**Given request**.
Filter the listing below and copy out every line that contains the word "wall".

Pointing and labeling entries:
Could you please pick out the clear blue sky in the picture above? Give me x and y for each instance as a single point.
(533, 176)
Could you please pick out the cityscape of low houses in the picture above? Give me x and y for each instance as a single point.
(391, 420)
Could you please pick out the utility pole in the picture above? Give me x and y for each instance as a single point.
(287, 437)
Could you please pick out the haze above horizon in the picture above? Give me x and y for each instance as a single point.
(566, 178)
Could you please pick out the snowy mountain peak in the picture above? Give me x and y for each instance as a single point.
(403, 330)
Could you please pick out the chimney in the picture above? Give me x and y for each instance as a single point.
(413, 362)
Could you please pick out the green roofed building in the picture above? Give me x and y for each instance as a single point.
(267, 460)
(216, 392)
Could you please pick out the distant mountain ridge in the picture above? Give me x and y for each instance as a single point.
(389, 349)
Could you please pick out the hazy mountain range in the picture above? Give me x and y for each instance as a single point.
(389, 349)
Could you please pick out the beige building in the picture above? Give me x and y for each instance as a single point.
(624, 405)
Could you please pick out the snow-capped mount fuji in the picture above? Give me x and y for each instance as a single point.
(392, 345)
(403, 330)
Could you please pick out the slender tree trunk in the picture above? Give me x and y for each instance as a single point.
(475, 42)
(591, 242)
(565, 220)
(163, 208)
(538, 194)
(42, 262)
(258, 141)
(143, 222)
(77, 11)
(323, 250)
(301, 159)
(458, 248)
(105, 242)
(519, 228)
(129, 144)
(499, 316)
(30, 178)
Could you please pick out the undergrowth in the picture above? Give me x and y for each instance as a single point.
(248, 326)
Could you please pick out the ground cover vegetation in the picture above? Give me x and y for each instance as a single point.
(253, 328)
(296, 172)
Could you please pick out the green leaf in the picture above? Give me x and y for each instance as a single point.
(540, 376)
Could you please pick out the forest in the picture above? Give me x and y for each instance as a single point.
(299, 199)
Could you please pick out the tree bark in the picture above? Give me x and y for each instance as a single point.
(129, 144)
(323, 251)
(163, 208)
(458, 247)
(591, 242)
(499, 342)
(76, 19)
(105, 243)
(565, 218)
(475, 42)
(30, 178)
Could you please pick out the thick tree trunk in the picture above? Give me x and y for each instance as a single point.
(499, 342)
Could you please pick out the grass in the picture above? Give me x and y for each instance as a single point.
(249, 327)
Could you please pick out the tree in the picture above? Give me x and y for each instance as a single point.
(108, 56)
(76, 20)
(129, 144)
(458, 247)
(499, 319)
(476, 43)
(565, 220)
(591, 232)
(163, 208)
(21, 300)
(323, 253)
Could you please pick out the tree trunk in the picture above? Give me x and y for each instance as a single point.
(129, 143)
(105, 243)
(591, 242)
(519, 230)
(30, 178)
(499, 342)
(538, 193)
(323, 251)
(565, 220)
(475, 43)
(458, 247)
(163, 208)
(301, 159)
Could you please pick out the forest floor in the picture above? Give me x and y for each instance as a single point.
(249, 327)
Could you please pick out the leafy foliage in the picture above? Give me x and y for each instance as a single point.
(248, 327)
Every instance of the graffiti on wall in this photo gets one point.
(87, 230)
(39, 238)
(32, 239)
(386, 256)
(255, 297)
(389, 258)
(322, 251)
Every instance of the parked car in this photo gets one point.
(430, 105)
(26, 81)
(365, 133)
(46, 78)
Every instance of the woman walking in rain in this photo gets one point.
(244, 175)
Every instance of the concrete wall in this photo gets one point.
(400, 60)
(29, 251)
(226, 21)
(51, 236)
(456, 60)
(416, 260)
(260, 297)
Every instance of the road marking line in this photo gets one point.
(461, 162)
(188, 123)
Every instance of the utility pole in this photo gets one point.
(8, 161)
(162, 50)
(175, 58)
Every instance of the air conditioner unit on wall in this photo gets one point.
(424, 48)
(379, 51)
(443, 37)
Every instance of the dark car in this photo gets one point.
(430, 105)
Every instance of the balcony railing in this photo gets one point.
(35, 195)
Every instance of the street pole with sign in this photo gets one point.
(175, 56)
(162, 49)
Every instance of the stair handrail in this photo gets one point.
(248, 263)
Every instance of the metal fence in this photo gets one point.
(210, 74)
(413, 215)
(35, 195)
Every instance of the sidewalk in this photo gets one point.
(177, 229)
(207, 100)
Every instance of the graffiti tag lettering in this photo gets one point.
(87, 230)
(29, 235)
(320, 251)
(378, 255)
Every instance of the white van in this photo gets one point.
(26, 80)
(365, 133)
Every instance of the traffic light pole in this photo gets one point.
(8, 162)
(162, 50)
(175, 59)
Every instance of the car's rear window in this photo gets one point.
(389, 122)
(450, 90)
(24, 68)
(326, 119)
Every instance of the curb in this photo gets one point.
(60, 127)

==

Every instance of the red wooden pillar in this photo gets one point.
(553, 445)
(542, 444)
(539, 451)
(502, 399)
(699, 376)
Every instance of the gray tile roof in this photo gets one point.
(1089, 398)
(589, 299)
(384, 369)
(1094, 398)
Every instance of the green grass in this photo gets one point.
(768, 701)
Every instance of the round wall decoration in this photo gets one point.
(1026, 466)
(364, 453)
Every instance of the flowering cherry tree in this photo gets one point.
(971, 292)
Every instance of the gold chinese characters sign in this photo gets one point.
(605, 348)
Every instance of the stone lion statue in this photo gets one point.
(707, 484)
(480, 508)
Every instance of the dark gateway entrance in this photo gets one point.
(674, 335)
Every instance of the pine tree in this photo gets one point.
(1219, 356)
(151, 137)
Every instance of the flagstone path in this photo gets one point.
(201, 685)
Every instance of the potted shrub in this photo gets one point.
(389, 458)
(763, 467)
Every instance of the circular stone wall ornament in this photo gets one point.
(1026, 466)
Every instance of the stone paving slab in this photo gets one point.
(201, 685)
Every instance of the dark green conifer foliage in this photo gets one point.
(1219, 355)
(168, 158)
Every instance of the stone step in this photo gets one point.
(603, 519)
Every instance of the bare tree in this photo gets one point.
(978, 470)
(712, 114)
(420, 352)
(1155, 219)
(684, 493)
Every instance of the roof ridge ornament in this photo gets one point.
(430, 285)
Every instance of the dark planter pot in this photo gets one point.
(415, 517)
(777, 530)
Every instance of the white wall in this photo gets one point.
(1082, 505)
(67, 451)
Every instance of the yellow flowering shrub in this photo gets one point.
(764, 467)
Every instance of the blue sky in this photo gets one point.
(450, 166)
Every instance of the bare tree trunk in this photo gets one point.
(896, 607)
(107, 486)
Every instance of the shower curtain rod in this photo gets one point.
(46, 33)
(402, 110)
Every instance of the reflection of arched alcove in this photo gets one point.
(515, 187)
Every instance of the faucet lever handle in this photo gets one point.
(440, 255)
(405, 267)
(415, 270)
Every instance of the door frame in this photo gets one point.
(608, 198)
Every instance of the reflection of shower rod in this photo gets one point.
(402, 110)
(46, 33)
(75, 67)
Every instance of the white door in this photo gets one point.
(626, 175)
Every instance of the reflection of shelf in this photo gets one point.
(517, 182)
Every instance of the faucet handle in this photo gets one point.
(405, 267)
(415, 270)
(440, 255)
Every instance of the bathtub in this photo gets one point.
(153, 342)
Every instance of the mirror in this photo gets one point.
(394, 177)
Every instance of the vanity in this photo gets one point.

**Reply**.
Every instance of the graffiti on wall in this photo gets one point.
Every instance of the concrete wall in this photo gets one point.
Every instance of the air conditioner unit on wall in this photo gets one point.
Every instance of the round wall decoration in this photo gets one point.
Every instance of the circular stone wall ornament in this photo gets one point.
Every instance of the white wall in this photo gets one point.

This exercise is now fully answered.